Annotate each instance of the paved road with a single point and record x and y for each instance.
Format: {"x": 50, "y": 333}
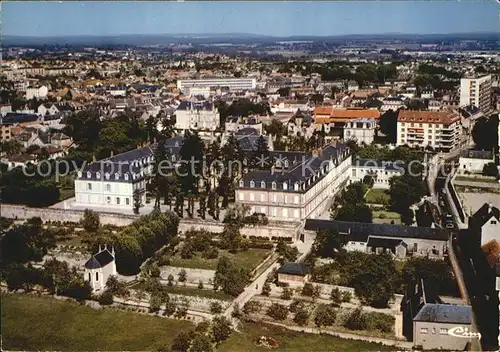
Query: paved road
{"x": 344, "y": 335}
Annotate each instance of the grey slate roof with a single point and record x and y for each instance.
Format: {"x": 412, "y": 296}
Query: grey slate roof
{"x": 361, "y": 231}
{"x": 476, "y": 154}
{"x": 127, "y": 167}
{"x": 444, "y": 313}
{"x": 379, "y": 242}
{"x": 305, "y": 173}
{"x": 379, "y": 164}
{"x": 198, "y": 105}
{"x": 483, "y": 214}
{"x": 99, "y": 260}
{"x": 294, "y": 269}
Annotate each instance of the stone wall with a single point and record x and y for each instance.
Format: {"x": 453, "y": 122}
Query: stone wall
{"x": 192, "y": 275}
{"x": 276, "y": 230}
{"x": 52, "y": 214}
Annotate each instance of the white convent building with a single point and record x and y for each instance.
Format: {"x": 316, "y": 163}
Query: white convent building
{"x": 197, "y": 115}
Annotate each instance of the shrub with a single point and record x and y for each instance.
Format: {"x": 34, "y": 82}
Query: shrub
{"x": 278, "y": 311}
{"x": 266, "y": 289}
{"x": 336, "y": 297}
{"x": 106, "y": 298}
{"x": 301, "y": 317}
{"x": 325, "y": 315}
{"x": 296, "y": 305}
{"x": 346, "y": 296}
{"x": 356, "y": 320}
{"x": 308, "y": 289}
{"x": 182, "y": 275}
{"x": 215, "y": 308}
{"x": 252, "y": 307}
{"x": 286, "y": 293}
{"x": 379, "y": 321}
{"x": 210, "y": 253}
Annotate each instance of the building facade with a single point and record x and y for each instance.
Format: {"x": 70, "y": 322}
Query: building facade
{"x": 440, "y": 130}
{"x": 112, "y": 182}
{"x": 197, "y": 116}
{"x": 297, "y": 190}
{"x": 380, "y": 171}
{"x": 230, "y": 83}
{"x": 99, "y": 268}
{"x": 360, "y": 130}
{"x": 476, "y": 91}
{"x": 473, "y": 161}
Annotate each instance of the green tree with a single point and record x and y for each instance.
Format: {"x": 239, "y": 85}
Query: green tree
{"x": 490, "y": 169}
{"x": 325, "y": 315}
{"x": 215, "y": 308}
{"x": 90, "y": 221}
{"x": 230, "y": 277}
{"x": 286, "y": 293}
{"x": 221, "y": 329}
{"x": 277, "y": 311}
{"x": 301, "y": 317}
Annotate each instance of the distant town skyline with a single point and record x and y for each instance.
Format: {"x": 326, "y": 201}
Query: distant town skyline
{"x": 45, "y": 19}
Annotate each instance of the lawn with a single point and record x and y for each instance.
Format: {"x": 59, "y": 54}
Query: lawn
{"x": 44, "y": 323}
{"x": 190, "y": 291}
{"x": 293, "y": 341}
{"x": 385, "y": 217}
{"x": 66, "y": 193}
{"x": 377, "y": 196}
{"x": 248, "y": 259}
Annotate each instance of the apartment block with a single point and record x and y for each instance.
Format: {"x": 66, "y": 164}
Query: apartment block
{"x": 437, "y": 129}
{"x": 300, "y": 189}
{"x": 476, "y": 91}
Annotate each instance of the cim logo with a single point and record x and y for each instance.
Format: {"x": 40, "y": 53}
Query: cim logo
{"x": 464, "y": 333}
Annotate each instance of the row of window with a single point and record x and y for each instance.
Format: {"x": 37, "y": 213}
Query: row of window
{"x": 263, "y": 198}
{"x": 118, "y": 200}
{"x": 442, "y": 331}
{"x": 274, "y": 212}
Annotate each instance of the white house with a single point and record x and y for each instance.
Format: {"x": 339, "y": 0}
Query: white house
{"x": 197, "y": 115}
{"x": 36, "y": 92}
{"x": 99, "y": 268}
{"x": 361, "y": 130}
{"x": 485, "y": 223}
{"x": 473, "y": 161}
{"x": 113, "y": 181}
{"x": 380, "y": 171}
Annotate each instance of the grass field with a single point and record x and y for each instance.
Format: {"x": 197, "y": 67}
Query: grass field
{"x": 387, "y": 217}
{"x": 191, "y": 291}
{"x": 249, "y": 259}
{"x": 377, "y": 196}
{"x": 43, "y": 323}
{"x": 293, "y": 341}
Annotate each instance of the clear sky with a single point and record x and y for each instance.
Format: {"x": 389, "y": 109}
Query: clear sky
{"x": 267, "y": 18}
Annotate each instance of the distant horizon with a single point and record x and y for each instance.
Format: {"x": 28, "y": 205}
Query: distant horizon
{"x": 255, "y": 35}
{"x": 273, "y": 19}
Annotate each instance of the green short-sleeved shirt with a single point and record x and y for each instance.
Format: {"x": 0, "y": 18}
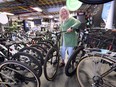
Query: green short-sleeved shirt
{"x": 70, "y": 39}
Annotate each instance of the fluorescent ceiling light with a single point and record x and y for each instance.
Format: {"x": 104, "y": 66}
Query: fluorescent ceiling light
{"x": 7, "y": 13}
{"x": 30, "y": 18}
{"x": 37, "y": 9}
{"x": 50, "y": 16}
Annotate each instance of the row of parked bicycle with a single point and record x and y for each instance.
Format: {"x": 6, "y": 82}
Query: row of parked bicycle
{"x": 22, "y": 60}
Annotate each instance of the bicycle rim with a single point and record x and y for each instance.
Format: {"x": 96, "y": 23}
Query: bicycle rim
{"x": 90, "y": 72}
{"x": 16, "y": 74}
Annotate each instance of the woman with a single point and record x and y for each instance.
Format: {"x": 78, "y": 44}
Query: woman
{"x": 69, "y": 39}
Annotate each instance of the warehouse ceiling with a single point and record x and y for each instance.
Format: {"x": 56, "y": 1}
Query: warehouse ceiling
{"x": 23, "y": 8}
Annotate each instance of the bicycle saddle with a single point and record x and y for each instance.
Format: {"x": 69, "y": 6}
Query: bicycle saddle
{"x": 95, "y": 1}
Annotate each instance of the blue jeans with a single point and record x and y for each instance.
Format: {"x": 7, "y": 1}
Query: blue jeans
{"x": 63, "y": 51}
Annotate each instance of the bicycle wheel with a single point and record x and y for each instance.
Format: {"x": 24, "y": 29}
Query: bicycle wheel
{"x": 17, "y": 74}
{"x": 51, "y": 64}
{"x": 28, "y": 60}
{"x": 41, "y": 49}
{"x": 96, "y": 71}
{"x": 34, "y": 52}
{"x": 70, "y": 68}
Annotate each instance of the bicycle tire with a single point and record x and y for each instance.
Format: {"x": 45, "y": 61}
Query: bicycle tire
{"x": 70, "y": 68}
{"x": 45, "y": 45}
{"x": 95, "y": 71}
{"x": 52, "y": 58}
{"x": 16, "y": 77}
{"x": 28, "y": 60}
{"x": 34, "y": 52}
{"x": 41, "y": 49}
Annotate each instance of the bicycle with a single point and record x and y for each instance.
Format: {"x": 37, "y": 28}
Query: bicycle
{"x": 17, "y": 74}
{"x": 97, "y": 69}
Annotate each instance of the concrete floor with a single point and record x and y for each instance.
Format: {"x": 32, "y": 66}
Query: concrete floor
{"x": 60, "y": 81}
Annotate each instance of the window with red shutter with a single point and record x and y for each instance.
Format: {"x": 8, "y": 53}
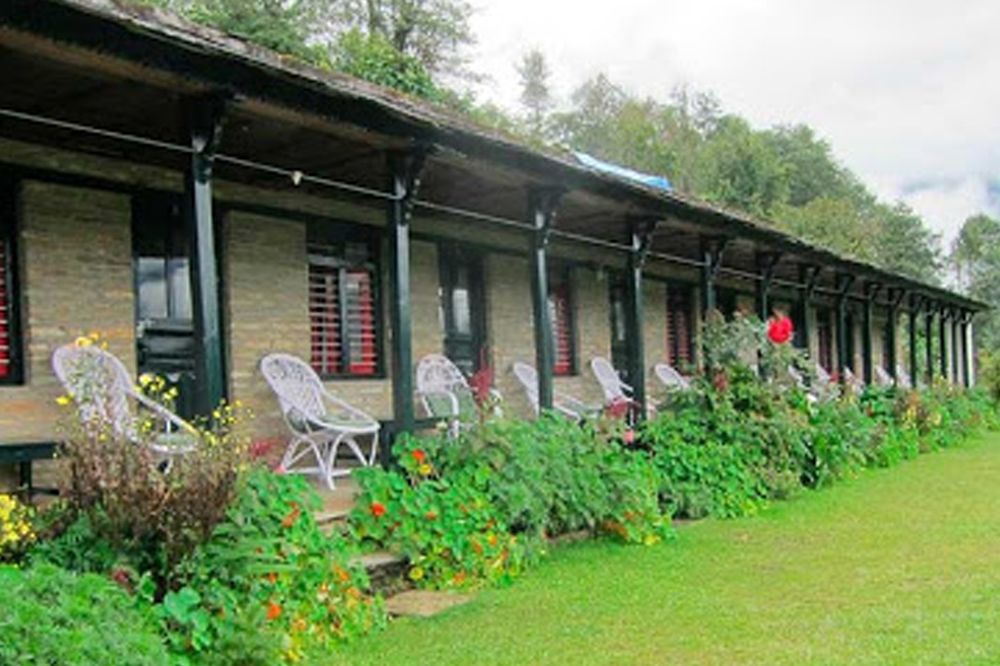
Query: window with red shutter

☆ ☆ ☆ ☆ ☆

Exercise details: Set out every line of the rows above as a numbered list, skipping any blank lines. Leave the pictures out of your answer.

Output of the exercise:
1. Annotate each instance of the paved road with a single point and record x and y for each instance.
2. Format: {"x": 50, "y": 333}
3. Query: paved road
4. {"x": 344, "y": 335}
5. Annotate each instance of the grey slate roof with a single point and record x and y for each instance.
6. Format: {"x": 412, "y": 296}
7. Query: grey slate roof
8. {"x": 361, "y": 231}
9. {"x": 476, "y": 154}
10. {"x": 127, "y": 167}
11. {"x": 444, "y": 313}
12. {"x": 379, "y": 242}
13. {"x": 305, "y": 173}
14. {"x": 379, "y": 164}
15. {"x": 198, "y": 105}
16. {"x": 483, "y": 214}
17. {"x": 99, "y": 260}
18. {"x": 294, "y": 269}
19. Annotate each instance of the stone wall with a single point and record x and y for each instance.
20. Format: {"x": 453, "y": 122}
21. Query: stone wall
22. {"x": 192, "y": 275}
23. {"x": 276, "y": 230}
24. {"x": 52, "y": 214}
25. Annotate each instance of the white convent building with a single point and record x and y for each instance.
26. Format: {"x": 316, "y": 163}
27. Query: white convent building
28. {"x": 197, "y": 115}
29. Annotate each instance of the shrub with a single point and record x and y for each instance.
30. Format: {"x": 34, "y": 82}
31. Query: shrub
32. {"x": 278, "y": 311}
33. {"x": 266, "y": 289}
34. {"x": 336, "y": 297}
35. {"x": 106, "y": 298}
36. {"x": 301, "y": 317}
37. {"x": 325, "y": 315}
38. {"x": 296, "y": 305}
39. {"x": 346, "y": 296}
40. {"x": 356, "y": 320}
41. {"x": 308, "y": 289}
42. {"x": 182, "y": 275}
43. {"x": 215, "y": 308}
44. {"x": 252, "y": 307}
45. {"x": 286, "y": 293}
46. {"x": 379, "y": 321}
47. {"x": 210, "y": 253}
48. Annotate each instance of the building facade with a single point and record x and y for each instance.
49. Format: {"x": 70, "y": 322}
50. Query: building facade
51. {"x": 440, "y": 130}
52. {"x": 112, "y": 182}
53. {"x": 197, "y": 116}
54. {"x": 297, "y": 190}
55. {"x": 380, "y": 171}
56. {"x": 230, "y": 83}
57. {"x": 99, "y": 268}
58. {"x": 360, "y": 130}
59. {"x": 476, "y": 91}
60. {"x": 473, "y": 161}
61. Annotate each instance of the green tree with a single point and record x and y for each instance.
62. Format: {"x": 239, "y": 85}
63. Query: green tree
64. {"x": 490, "y": 169}
65. {"x": 325, "y": 315}
66. {"x": 215, "y": 308}
67. {"x": 90, "y": 221}
68. {"x": 230, "y": 277}
69. {"x": 286, "y": 293}
70. {"x": 221, "y": 329}
71. {"x": 277, "y": 311}
72. {"x": 301, "y": 317}
73. Annotate each instance of the distant town skyline with a single point and record x and y for each instance.
74. Format: {"x": 326, "y": 201}
75. Query: distant town skyline
76. {"x": 45, "y": 19}
77. Annotate each instance of the lawn with a single point and record x and y for each instance.
78. Format: {"x": 59, "y": 54}
79. Query: lawn
80. {"x": 44, "y": 323}
81. {"x": 190, "y": 291}
82. {"x": 293, "y": 341}
83. {"x": 385, "y": 217}
84. {"x": 66, "y": 193}
85. {"x": 377, "y": 196}
86. {"x": 248, "y": 259}
87. Annotate each instance of the apartment block with a single point and record x and y for each instance.
88. Format: {"x": 66, "y": 164}
89. Query: apartment block
90. {"x": 437, "y": 129}
91. {"x": 300, "y": 189}
92. {"x": 476, "y": 91}
93. Annotate each instance of the cim logo with a single point and record x and y for each instance.
94. Format: {"x": 40, "y": 53}
95. Query: cim logo
96. {"x": 464, "y": 333}
97. Annotate each instance of the row of window with a single point and record x and y for each instance.
98. Format: {"x": 37, "y": 213}
99. Query: row of window
100. {"x": 263, "y": 198}
101. {"x": 118, "y": 200}
102. {"x": 442, "y": 331}
103. {"x": 274, "y": 212}
104. Annotate each instance of the white house with a single point and record x and y for each instance.
105. Format: {"x": 339, "y": 0}
106. Query: white house
107. {"x": 197, "y": 115}
108. {"x": 36, "y": 92}
109. {"x": 99, "y": 268}
110. {"x": 361, "y": 130}
111. {"x": 485, "y": 223}
112. {"x": 473, "y": 161}
113. {"x": 113, "y": 181}
114. {"x": 380, "y": 171}
115. Annotate each instance of the grass field with a single point and record x and y for each instance.
116. Format: {"x": 197, "y": 67}
117. Query: grass field
118. {"x": 387, "y": 217}
119. {"x": 191, "y": 291}
120. {"x": 249, "y": 259}
121. {"x": 377, "y": 196}
122. {"x": 43, "y": 323}
123. {"x": 293, "y": 341}
124. Annotate each instance of the clear sky with a single point and record x and y for each instance.
125. Format: {"x": 389, "y": 109}
126. Query: clear sky
127. {"x": 267, "y": 18}
128. Annotate each instance of the distant horizon with a single point and record x and y for each instance.
129. Format: {"x": 28, "y": 205}
130. Query: distant horizon
131. {"x": 255, "y": 35}
132. {"x": 273, "y": 19}
133. Annotate each instance of the green short-sleeved shirt with a single point and record x and y for each instance.
134. Format: {"x": 0, "y": 18}
135. Query: green short-sleeved shirt
136. {"x": 70, "y": 39}
137. Annotate each instance of the fluorescent ceiling light with a single point and record x and y for each instance.
138. Format: {"x": 104, "y": 66}
139. Query: fluorescent ceiling light
140. {"x": 7, "y": 13}
141. {"x": 30, "y": 18}
142. {"x": 37, "y": 9}
143. {"x": 50, "y": 16}
144. Annotate each instance of the row of parked bicycle with a single point and record x and y for each instance.
145. Format: {"x": 6, "y": 82}
146. Query: row of parked bicycle
147. {"x": 22, "y": 60}
148. Annotate each instance of the bicycle rim with a single point and record x and y for each instance.
149. Format: {"x": 96, "y": 23}
150. Query: bicycle rim
151. {"x": 90, "y": 72}
152. {"x": 16, "y": 74}
153. Annotate each instance of the woman with a single point and record x and y for each instance.
154. Format: {"x": 78, "y": 44}
155. Query: woman
156. {"x": 69, "y": 39}
157. Annotate each instance of the warehouse ceiling with a single point and record x and y for each instance.
158. Format: {"x": 56, "y": 1}
159. Query: warehouse ceiling
160. {"x": 23, "y": 8}
161. Annotate each instance of the bicycle saddle with a single point and record x and y for each instance.
162. Format: {"x": 69, "y": 6}
163. Query: bicycle saddle
164. {"x": 95, "y": 1}
165. Annotate each instance of the blue jeans with a single point and record x and y for each instance.
166. Format: {"x": 7, "y": 1}
167. Query: blue jeans
168. {"x": 63, "y": 51}
169. Annotate each instance of the bicycle wheel with a single point and record x and y for each instance.
170. Format: {"x": 24, "y": 29}
171. Query: bicycle wheel
172. {"x": 17, "y": 74}
173. {"x": 51, "y": 64}
174. {"x": 28, "y": 60}
175. {"x": 41, "y": 49}
176. {"x": 96, "y": 71}
177. {"x": 34, "y": 52}
178. {"x": 70, "y": 68}
179. Annotate each instance of the bicycle tire with a single point and record x and y for each instance.
180. Format: {"x": 45, "y": 61}
181. Query: bicycle tire
182. {"x": 70, "y": 68}
183. {"x": 45, "y": 45}
184. {"x": 95, "y": 71}
185. {"x": 52, "y": 58}
186. {"x": 16, "y": 77}
187. {"x": 28, "y": 60}
188. {"x": 34, "y": 52}
189. {"x": 41, "y": 49}
190. Annotate each instance of the bicycle with a single point and record x and y for each instance.
191. Format: {"x": 37, "y": 28}
192. Query: bicycle
193. {"x": 17, "y": 74}
194. {"x": 97, "y": 69}
195. Annotate each instance of the concrete floor with a single point and record x and y for each instance.
196. Format: {"x": 32, "y": 66}
197. Query: concrete floor
198. {"x": 60, "y": 81}
199. Annotate each instance of the window with red shutter with a single point and record x and y for each instance.
200. Format: {"x": 8, "y": 53}
201. Query: window with red shutter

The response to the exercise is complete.